Brief — Reproduce the data below, changing every instance of "rough mask" to "coarse mask" and keeping everything else the same.

Records for this task —

════════════════

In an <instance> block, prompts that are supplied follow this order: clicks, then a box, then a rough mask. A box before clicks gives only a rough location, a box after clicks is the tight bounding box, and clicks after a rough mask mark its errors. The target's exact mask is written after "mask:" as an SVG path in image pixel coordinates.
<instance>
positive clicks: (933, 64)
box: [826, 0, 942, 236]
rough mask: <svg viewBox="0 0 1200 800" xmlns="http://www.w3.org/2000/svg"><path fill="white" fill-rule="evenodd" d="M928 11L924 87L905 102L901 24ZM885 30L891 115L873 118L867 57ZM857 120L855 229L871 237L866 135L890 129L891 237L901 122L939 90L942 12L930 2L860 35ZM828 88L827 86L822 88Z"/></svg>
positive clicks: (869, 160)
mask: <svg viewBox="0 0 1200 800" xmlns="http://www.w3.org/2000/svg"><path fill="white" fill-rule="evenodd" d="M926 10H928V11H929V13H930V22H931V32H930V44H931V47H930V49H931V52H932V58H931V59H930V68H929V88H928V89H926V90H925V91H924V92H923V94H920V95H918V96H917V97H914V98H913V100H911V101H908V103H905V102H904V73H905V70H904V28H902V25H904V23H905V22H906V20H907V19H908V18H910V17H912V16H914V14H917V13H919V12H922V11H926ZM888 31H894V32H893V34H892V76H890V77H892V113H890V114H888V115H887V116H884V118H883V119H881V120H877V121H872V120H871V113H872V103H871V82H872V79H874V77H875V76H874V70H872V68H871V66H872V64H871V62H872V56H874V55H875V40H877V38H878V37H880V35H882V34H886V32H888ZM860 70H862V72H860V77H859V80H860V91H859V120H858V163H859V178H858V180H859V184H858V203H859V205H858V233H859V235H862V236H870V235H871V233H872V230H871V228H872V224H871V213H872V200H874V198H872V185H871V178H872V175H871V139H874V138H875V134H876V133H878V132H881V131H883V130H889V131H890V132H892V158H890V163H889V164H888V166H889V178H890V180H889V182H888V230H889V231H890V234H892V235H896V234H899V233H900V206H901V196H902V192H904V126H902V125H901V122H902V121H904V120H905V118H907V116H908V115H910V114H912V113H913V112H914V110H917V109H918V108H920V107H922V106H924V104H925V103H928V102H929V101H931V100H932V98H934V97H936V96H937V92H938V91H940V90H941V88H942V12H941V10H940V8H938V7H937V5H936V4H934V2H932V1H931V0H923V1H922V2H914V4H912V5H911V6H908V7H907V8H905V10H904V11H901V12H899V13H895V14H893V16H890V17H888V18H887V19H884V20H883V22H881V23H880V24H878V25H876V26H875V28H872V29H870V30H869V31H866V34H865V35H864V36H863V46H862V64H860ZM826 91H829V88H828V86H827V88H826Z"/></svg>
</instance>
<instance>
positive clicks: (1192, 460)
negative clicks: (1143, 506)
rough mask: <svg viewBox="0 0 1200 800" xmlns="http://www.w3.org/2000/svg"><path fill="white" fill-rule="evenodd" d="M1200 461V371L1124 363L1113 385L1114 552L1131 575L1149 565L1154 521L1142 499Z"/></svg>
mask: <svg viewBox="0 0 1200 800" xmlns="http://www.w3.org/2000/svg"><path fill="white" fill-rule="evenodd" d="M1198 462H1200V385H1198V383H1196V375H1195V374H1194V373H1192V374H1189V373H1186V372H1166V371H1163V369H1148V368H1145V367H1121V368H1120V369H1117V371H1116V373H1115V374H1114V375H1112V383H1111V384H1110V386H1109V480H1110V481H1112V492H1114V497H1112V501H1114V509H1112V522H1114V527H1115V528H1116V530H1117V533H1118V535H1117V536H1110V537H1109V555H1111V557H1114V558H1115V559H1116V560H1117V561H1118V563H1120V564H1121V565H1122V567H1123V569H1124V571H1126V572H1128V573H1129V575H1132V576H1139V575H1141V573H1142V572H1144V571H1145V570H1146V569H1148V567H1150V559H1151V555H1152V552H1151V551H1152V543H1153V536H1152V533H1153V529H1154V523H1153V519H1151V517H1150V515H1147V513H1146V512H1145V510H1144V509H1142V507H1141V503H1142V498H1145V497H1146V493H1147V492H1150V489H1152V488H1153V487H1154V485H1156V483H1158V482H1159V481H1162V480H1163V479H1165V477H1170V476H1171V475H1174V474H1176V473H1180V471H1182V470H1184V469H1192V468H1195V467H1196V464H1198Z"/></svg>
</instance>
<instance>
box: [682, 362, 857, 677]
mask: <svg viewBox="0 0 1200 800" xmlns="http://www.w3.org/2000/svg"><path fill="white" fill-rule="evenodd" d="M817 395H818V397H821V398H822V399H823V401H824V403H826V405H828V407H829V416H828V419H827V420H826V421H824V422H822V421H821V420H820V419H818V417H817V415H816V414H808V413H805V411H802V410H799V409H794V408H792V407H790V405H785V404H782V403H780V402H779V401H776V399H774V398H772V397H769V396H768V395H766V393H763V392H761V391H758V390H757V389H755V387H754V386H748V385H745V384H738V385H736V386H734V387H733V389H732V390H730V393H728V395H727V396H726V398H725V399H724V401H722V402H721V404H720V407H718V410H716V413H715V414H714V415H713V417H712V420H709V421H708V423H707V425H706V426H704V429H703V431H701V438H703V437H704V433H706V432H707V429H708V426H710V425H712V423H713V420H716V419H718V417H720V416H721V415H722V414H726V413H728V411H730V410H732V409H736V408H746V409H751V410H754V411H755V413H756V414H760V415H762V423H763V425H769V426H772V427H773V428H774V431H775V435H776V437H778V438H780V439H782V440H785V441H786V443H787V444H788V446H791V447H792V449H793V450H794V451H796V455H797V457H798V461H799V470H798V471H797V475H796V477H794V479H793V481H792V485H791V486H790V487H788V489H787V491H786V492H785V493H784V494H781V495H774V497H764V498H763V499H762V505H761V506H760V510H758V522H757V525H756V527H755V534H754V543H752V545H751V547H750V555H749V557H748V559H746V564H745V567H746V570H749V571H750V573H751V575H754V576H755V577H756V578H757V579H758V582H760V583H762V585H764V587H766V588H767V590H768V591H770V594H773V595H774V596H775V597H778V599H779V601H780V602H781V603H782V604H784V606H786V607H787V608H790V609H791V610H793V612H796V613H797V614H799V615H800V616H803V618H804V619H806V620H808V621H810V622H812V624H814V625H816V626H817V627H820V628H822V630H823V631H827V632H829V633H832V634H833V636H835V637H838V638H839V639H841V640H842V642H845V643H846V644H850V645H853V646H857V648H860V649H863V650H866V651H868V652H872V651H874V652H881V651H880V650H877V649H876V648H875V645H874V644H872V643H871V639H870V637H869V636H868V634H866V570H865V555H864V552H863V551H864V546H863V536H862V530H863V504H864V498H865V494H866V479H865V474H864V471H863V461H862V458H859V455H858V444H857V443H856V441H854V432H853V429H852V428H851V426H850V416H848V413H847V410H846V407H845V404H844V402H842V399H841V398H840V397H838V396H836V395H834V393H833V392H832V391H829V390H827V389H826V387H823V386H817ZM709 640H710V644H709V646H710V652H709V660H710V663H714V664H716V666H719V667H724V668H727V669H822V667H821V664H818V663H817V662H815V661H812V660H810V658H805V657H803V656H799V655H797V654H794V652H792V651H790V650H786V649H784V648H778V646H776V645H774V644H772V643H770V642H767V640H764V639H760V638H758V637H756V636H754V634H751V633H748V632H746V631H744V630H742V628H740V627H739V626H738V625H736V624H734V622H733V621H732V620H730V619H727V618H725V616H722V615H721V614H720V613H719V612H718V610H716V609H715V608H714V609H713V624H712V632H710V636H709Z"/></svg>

════════════════

Response to the task —
In an <instance> block, prompts that are supplied follow this order: clicks, then a box, then a coarse mask. A box before clicks gives only a rough location, a box after clicks is the tight bounding box, and clicks after a coarse mask mark its errors. The target's exact mask is written after "mask:" as an SVG path in image pixel coordinates.
<instance>
positive clicks: (933, 64)
box: [826, 0, 942, 236]
coarse mask: <svg viewBox="0 0 1200 800" xmlns="http://www.w3.org/2000/svg"><path fill="white" fill-rule="evenodd" d="M928 11L924 87L905 102L901 24ZM885 30L891 115L873 118L867 57ZM857 120L855 229L871 237L866 135L890 129L891 237L901 122L939 90L942 12L930 2L860 35ZM828 88L827 86L822 88Z"/></svg>
positive clicks: (869, 160)
mask: <svg viewBox="0 0 1200 800" xmlns="http://www.w3.org/2000/svg"><path fill="white" fill-rule="evenodd" d="M926 10H928V11H929V13H930V22H931V32H930V44H931V47H930V49H931V52H932V58H931V59H930V68H929V88H928V89H926V90H925V91H924V92H923V94H920V95H918V96H917V97H914V98H913V100H911V101H908V103H905V102H904V73H905V70H904V28H902V25H904V23H905V22H906V20H907V19H908V18H910V17H912V16H914V14H917V13H919V12H922V11H926ZM888 31H894V32H893V34H892V76H890V77H892V113H890V114H888V115H887V116H884V118H883V119H881V120H877V121H872V120H871V113H872V103H871V82H872V79H874V77H875V76H874V70H872V68H871V66H872V64H871V62H872V56H874V55H875V40H877V38H878V37H880V35H882V34H886V32H888ZM860 70H862V72H860V77H859V80H860V91H859V120H858V163H859V178H858V180H859V184H858V203H859V205H858V233H859V235H862V236H870V235H871V233H872V230H871V228H872V224H871V213H872V200H874V198H872V185H871V178H872V175H871V139H874V138H875V134H876V133H878V132H881V131H883V130H889V131H890V132H892V158H890V163H889V164H888V166H889V178H890V180H889V182H888V230H889V231H890V234H892V235H896V234H899V233H900V206H901V196H902V192H904V126H902V125H901V122H902V121H904V120H905V118H907V116H908V115H910V114H912V113H913V112H914V110H917V109H918V108H920V107H922V106H924V104H925V103H928V102H929V101H931V100H932V98H934V97H936V96H937V92H938V91H940V90H941V88H942V12H941V10H940V8H938V7H937V5H936V4H934V2H932V1H931V0H923V1H922V2H914V4H912V5H911V6H908V7H907V8H905V10H904V11H901V12H899V13H895V14H893V16H890V17H888V18H887V19H884V20H883V22H881V23H880V24H878V25H876V26H875V28H872V29H870V30H869V31H866V34H865V35H864V36H863V46H862V64H860ZM826 91H829V88H828V86H827V88H826Z"/></svg>
</instance>
<instance>
positive clicks: (1192, 460)
negative clicks: (1143, 506)
coarse mask: <svg viewBox="0 0 1200 800" xmlns="http://www.w3.org/2000/svg"><path fill="white" fill-rule="evenodd" d="M1200 461V371L1124 363L1113 385L1114 552L1131 575L1149 565L1154 521L1142 499Z"/></svg>
mask: <svg viewBox="0 0 1200 800" xmlns="http://www.w3.org/2000/svg"><path fill="white" fill-rule="evenodd" d="M1198 462H1200V385H1198V383H1196V375H1195V374H1194V373H1192V374H1189V373H1186V372H1166V371H1163V369H1148V368H1145V367H1121V368H1120V369H1117V371H1116V373H1115V374H1114V375H1112V383H1111V384H1110V386H1109V480H1110V481H1112V492H1114V497H1112V501H1114V509H1112V522H1114V527H1115V528H1116V530H1117V533H1118V535H1117V536H1110V537H1109V555H1111V557H1114V558H1115V559H1116V560H1117V561H1118V563H1120V564H1121V565H1122V567H1123V569H1124V571H1126V572H1128V573H1129V575H1132V576H1139V575H1141V573H1142V572H1144V571H1145V570H1146V569H1148V567H1150V559H1151V555H1152V552H1151V551H1152V543H1153V536H1152V533H1153V529H1154V523H1153V519H1151V517H1150V515H1147V513H1146V512H1145V510H1144V509H1142V507H1141V503H1142V498H1145V497H1146V493H1147V492H1150V489H1152V488H1153V487H1154V485H1156V483H1158V482H1159V481H1162V480H1163V479H1165V477H1170V476H1171V475H1174V474H1176V473H1180V471H1182V470H1184V469H1192V468H1195V467H1196V464H1198Z"/></svg>
</instance>
<instance>
box: [682, 362, 857, 677]
mask: <svg viewBox="0 0 1200 800" xmlns="http://www.w3.org/2000/svg"><path fill="white" fill-rule="evenodd" d="M817 395H818V397H821V398H822V399H823V401H824V403H826V405H828V407H829V416H828V419H827V420H826V421H824V422H822V421H821V420H820V419H818V417H817V415H816V414H808V413H805V411H802V410H799V409H794V408H792V407H790V405H785V404H782V403H780V402H779V401H776V399H774V398H772V397H769V396H768V395H766V393H763V392H761V391H758V390H757V389H755V387H754V386H748V385H745V384H738V385H736V386H734V387H733V389H732V390H730V393H728V395H727V396H726V398H725V399H724V401H722V402H721V404H720V407H718V410H716V413H715V414H714V415H713V417H712V420H709V421H708V423H707V425H706V426H704V429H703V431H701V438H703V437H704V433H706V432H707V429H708V426H710V425H712V423H713V420H716V419H718V417H720V416H721V415H722V414H726V413H728V411H730V410H732V409H736V408H746V409H751V410H754V411H755V413H756V414H760V415H762V423H763V425H769V426H772V427H773V428H774V431H775V435H776V437H778V438H780V439H782V440H785V441H786V443H787V444H788V446H791V447H792V449H793V450H794V451H796V455H797V457H798V461H799V470H798V471H797V475H796V477H794V479H793V481H792V485H791V486H790V487H788V489H787V491H786V492H785V493H784V494H781V495H774V497H764V498H763V499H762V505H761V506H760V510H758V522H757V525H756V527H755V534H754V543H752V545H751V547H750V555H749V557H748V559H746V564H745V567H746V570H749V571H750V573H751V575H754V576H755V577H756V578H757V579H758V582H760V583H762V585H764V587H766V588H767V590H768V591H770V594H773V595H774V596H775V597H778V599H779V601H780V602H781V603H782V604H784V606H786V607H787V608H790V609H791V610H793V612H796V613H797V614H799V615H800V616H803V618H804V619H806V620H808V621H810V622H812V624H814V625H816V626H817V627H820V628H822V630H823V631H827V632H829V633H832V634H833V636H835V637H838V638H839V639H841V640H842V642H845V643H846V644H850V645H853V646H857V648H860V649H863V650H866V651H868V652H872V651H874V652H881V651H880V650H877V649H876V648H875V645H874V644H872V643H871V639H870V637H869V636H868V634H866V570H865V555H864V552H863V551H864V546H863V536H862V530H863V504H864V498H865V494H866V479H865V474H864V471H863V461H862V458H859V455H858V444H857V443H856V441H854V432H853V429H852V428H851V426H850V416H848V413H847V410H846V407H845V404H844V402H842V399H841V398H840V397H838V396H836V395H834V393H833V392H832V391H829V390H827V389H826V387H823V386H817ZM709 640H710V644H709V646H710V652H709V660H710V663H714V664H716V666H719V667H724V668H727V669H822V667H821V664H818V663H817V662H815V661H812V660H810V658H805V657H803V656H799V655H797V654H794V652H792V651H790V650H786V649H784V648H778V646H776V645H774V644H772V643H770V642H767V640H764V639H760V638H758V637H756V636H754V634H751V633H748V632H746V631H744V630H742V628H740V627H739V626H738V625H736V624H734V622H733V621H732V620H730V619H727V618H725V616H722V615H721V614H720V613H719V612H718V610H716V609H715V608H714V609H713V624H712V632H710V636H709Z"/></svg>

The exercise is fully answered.